──────── Text block ────────
Biometric sound recognition

josemimo2 · March 29, 2023, 3:16pm

Hi guys, I am a computer science student who’s currently using edge-impulse for his final degree project. I would like to know if it could be possible to make a key word spotting model like the one which is in the tutorial section but only working with an specific person voice. If someone have an idea I will be very grateful.

Eoin · March 30, 2023, 11:37am

Welcome @josemimo2

Awesome you are using Edge Impulse for your project!

Not sure how much advice we can give on this. Look for some review papers on the subject and discuss it with your supervisor though, you may find that pitch is used for identification.

To build a small test on pitch you could build a model using “approve” or “deny” for a given keyword. You can do this with a classmate or shift the pitch on a recording of your own voice.

Please do share your project with us once its published, and you can reference us through the publication we made with Harvard: [2212.03332] Edge Impulse: An MLOps Platform for Tiny Machine Learning

Best,

Eoin

louis · March 31, 2023, 7:50am

Hello @josemimo2,

Not entirely sure that it will work but I’ll try a spectrogram pre-processing + anomaly detection learning block for this kind of project. As @Eoin mentioned, I’d also start with a given keyword.

Let us know of your results, I’m curious.

Best,

Louis

Joeri · March 31, 2023, 9:09am

Can you elaborate more on this?
──────── Listed entries ────────
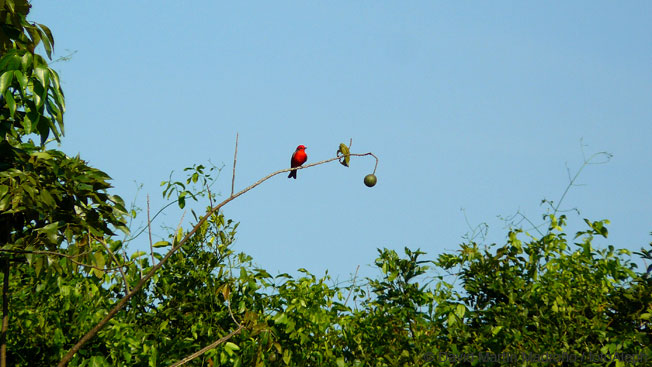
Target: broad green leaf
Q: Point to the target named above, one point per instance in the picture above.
(137, 254)
(230, 347)
(495, 330)
(460, 310)
(161, 244)
(9, 97)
────────
Exercise directions: Please list the username of every person who posted in the biometric sound recognition thread above.

Response to the exercise: josemimo2, Eoin, louis, Joeri